Cambie "with a pin" por "with a marker" en las líneas del material que van desde la que contiene "Indicate the mauve" hasta la que contiene "x=894, y=442", ambas incluidas, y reprodúzcalas sin ninguna otra modificación.

_MATERIAL DE TRABAJO_
#####
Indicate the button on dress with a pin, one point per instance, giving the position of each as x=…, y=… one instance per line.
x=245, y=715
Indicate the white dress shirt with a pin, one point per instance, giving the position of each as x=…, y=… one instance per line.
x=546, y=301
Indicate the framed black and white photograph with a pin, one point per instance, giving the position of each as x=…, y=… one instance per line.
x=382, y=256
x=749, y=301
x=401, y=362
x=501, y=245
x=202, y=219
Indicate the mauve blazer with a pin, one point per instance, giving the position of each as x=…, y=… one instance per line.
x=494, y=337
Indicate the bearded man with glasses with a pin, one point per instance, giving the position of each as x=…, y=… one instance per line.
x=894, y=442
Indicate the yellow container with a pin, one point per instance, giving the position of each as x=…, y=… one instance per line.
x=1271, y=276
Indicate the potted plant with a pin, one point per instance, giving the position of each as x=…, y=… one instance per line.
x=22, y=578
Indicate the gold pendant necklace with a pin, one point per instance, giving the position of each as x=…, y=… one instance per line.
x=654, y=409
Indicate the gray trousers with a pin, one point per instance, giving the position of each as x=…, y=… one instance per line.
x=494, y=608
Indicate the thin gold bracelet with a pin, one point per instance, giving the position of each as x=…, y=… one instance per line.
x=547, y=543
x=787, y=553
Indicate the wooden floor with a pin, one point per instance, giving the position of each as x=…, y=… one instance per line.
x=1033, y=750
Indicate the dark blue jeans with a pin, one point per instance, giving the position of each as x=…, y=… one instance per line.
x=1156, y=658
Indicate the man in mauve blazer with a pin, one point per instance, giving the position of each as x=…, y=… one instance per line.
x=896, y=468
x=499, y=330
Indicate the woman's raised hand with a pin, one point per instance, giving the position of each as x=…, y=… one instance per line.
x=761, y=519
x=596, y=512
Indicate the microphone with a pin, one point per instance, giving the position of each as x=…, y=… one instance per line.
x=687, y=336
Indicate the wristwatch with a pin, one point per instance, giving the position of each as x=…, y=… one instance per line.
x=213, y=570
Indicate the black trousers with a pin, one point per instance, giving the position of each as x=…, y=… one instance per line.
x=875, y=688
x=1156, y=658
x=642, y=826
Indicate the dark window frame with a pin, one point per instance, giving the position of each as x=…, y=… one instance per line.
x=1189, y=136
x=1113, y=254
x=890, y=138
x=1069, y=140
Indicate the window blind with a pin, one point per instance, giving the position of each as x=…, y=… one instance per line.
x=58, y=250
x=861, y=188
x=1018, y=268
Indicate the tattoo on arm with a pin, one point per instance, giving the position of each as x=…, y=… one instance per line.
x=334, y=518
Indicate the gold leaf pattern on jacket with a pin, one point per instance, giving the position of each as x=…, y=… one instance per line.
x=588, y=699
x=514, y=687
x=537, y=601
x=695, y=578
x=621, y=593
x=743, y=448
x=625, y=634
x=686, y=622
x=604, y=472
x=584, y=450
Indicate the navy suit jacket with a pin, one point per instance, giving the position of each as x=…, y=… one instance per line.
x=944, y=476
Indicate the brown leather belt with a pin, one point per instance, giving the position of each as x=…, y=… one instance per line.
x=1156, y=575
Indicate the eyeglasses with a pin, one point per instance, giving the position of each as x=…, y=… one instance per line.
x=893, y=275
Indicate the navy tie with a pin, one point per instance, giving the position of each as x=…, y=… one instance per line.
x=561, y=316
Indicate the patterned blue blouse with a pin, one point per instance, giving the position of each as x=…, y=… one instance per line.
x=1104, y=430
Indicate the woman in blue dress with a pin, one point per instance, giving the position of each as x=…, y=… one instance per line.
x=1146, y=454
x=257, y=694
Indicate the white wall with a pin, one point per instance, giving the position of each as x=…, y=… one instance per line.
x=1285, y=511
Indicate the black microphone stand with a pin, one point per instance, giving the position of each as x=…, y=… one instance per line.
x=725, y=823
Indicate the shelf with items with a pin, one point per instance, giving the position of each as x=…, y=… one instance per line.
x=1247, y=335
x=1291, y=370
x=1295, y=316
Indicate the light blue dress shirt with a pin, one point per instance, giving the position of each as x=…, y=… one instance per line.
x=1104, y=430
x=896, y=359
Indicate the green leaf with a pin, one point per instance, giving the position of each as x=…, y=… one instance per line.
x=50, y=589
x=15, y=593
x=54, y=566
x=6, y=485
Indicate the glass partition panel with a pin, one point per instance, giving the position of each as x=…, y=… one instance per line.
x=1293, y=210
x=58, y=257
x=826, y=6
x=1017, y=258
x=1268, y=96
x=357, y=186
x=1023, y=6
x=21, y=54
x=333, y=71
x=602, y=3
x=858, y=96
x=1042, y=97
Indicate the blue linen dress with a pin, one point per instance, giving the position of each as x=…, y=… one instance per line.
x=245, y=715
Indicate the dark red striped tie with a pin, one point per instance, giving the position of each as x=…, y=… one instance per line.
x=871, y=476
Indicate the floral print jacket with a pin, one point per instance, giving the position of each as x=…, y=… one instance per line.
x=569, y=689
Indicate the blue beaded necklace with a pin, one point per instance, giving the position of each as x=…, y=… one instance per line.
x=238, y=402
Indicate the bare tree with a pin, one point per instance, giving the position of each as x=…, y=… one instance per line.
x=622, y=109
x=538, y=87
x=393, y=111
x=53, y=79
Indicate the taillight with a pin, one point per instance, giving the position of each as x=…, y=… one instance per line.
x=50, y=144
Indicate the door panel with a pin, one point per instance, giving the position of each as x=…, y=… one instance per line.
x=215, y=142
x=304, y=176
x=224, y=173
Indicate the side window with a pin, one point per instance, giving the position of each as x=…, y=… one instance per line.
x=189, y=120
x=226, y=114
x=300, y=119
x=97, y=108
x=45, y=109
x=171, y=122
#####
_RESULTADO ESPERADO_
Indicate the mauve blazer with a marker, one point per instance, giving the position of each as x=…, y=… one instance per line.
x=494, y=337
Indicate the bearded man with glasses with a marker, one point per instance, giving the position of each as x=…, y=… one instance per line.
x=894, y=442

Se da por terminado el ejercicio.